Just 16% of survivors of child abuse feel needs met by mental health services
Fewer than one in five survivors of child sexual abuse feels their needs were met by NHS mental health services, a new report has found.
The All-Party Parliamentary Group (APPG) for Adult Survivors of Childhood Sexual Abuse called for the health service to become more “responsive” in light of the findings – particularly in areas where large-scale sexual abuse has occurred.
Survivors said mental health services were one of the most important forms of support, but just 16% told the inquiry that the NHS’s provision met their needs.
It found that survivors wait an average of 26 years to disclose abuse, with 90% finding that the abuse has negatively impacted their intimate relationships.
Nine in 10 said their mental health was affected by their experiences, while 81% reported that their family life had been negatively impacted by the abuse they suffered.
The APPG called on the Home Office to commission and publish research into the economic and social costs of child sexual abuse, and urged ministers to provide a cross-departmental fund to transform the Government’s response to abuse.
And it suggested the NHS considers ring-fenced funding to ensure Clinical Commissioning Groups commission specialist voluntary sector services to meet demand.

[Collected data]
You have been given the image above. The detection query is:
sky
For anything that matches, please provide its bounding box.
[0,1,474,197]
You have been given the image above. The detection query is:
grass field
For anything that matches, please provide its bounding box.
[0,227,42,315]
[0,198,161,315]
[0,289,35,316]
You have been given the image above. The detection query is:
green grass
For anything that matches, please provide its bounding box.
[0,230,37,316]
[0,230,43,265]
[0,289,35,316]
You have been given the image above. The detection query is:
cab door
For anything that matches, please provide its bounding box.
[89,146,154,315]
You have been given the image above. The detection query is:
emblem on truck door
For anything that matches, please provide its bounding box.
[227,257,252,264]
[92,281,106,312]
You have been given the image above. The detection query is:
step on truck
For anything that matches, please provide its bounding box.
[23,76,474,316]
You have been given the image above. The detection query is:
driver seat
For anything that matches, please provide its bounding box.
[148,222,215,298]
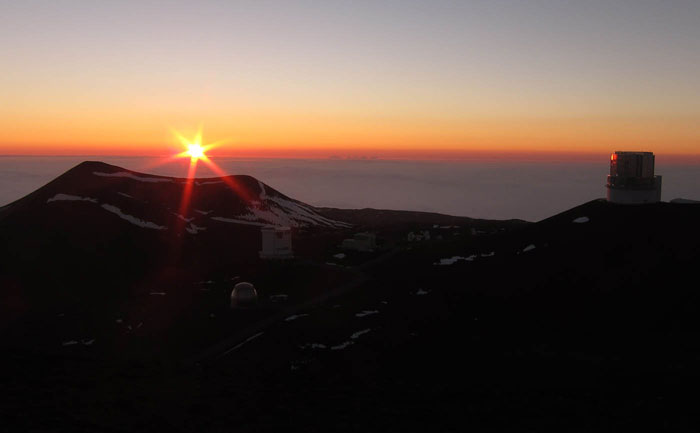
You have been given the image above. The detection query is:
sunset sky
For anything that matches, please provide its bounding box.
[0,0,700,157]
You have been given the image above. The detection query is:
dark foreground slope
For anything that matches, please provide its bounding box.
[0,197,700,432]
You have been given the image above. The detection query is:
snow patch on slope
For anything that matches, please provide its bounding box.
[102,204,167,230]
[46,194,97,203]
[92,171,173,183]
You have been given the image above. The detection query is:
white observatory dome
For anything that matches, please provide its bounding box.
[231,282,258,308]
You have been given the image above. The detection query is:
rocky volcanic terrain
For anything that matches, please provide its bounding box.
[0,162,700,432]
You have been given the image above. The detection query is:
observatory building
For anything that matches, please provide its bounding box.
[340,232,377,252]
[607,152,661,204]
[231,282,258,309]
[260,227,294,259]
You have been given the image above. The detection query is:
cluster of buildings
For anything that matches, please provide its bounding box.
[606,151,661,204]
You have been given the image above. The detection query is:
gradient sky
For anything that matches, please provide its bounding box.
[0,0,700,156]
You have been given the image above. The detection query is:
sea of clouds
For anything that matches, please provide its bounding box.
[0,156,700,221]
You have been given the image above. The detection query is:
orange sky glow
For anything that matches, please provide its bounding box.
[0,0,700,159]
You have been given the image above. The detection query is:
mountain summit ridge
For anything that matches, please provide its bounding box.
[0,161,349,231]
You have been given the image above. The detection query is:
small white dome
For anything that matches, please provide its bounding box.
[231,282,258,308]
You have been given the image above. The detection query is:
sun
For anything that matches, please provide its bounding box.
[173,128,214,161]
[187,143,206,159]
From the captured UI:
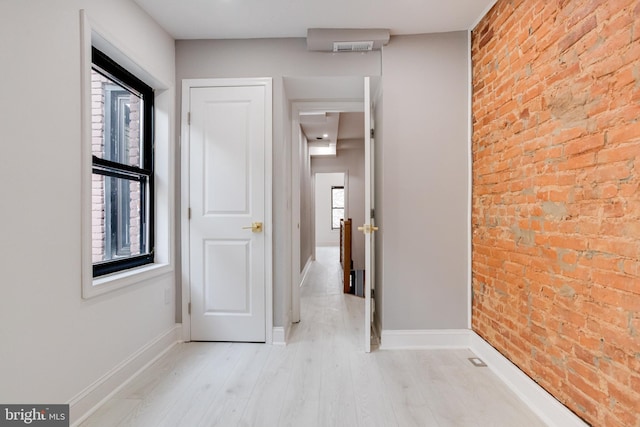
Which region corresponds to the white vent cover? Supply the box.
[333,40,373,52]
[307,28,390,52]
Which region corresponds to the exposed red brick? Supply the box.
[472,0,640,426]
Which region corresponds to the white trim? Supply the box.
[380,329,470,350]
[180,77,274,344]
[67,324,181,426]
[380,329,588,427]
[272,326,288,346]
[469,331,588,427]
[298,255,313,286]
[469,0,498,32]
[467,30,473,329]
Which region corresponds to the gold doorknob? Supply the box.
[358,224,379,234]
[242,222,262,233]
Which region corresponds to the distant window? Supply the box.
[331,187,344,230]
[91,48,154,277]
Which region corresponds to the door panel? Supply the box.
[363,77,377,353]
[189,85,267,342]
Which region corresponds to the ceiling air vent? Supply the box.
[307,28,390,52]
[333,41,373,52]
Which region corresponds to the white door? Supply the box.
[358,77,378,353]
[185,79,271,342]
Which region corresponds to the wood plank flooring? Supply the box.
[81,248,544,427]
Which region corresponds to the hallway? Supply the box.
[81,247,544,427]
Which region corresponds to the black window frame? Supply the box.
[91,47,155,278]
[331,185,346,230]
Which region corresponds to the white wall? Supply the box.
[376,32,470,330]
[311,145,365,270]
[0,0,175,422]
[176,38,380,327]
[314,173,345,246]
[298,129,316,272]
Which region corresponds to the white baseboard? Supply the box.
[469,331,588,427]
[272,326,287,345]
[380,329,588,427]
[380,329,470,350]
[68,324,182,426]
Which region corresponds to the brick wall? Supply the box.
[91,71,141,263]
[472,0,640,427]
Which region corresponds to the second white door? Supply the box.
[185,79,271,342]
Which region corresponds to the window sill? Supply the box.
[82,263,173,299]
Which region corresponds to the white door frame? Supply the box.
[179,78,273,344]
[291,99,364,323]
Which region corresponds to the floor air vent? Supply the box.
[333,41,373,52]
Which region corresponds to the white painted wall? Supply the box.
[314,173,348,246]
[176,38,381,327]
[376,32,470,330]
[0,0,175,422]
[298,129,316,272]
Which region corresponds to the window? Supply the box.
[331,187,344,230]
[91,48,154,277]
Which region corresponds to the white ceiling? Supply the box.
[134,0,496,39]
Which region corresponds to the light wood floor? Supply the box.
[81,248,544,427]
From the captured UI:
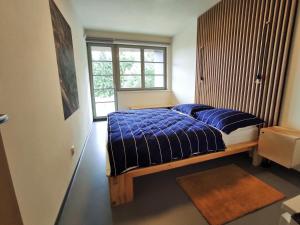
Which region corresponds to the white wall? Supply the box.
[172,20,197,104]
[0,0,92,225]
[172,3,300,130]
[280,7,300,130]
[85,30,172,110]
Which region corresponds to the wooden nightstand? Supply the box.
[258,126,300,170]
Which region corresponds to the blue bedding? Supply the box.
[194,108,264,134]
[107,109,225,176]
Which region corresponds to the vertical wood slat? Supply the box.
[195,0,298,126]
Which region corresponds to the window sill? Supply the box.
[117,89,171,93]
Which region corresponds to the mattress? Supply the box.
[220,126,259,147]
[107,109,225,176]
[106,118,259,176]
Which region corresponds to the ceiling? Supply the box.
[71,0,218,36]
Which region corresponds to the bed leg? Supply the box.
[252,148,263,167]
[108,174,133,206]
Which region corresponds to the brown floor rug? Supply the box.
[177,165,284,225]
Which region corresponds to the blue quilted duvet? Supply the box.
[107,109,225,176]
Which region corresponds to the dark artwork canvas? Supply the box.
[49,0,79,119]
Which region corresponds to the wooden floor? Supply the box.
[58,122,300,225]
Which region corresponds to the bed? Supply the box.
[107,109,258,206]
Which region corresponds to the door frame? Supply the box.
[87,42,118,121]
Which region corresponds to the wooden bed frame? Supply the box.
[108,141,259,206]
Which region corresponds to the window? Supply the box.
[88,43,167,119]
[89,46,116,119]
[117,46,166,90]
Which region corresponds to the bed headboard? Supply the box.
[195,0,298,126]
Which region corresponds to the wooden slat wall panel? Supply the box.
[195,0,298,126]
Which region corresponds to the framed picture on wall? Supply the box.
[49,0,79,119]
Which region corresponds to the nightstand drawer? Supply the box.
[258,127,300,168]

TASK SET:
A: Translate this sentence from the article on child abuse survivors into French: "Nine in 10 said their mental health was affected by their experiences, while 81% reported that their family life had been negatively impacted by the abuse they suffered."
B: Reproduce the stretch of the article on child abuse survivors from "Survivors said mental" through "response to abuse.".

EXPECTED RESPONSES:
A: Neuf personnes sur 10 ont déclaré que leur santé mentale avait été affectée par leur vécu, tandis que 81 % ont indiqué que leur vie familiale avait été affectée négativement par les abus qu'elles avaient subis.

B:
Survivors said mental health services were one of the most important forms of support, but just 16% told the inquiry that the NHS’s provision met their needs.
It found that survivors wait an average of 26 years to disclose abuse, with 90% finding that the abuse has negatively impacted their intimate relationships.
Nine in 10 said their mental health was affected by their experiences, while 81% reported that their family life had been negatively impacted by the abuse they suffered.
The APPG called on the Home Office to commission and publish research into the economic and social costs of child sexual abuse, and urged ministers to provide a cross-departmental fund to transform the Government’s response to abuse.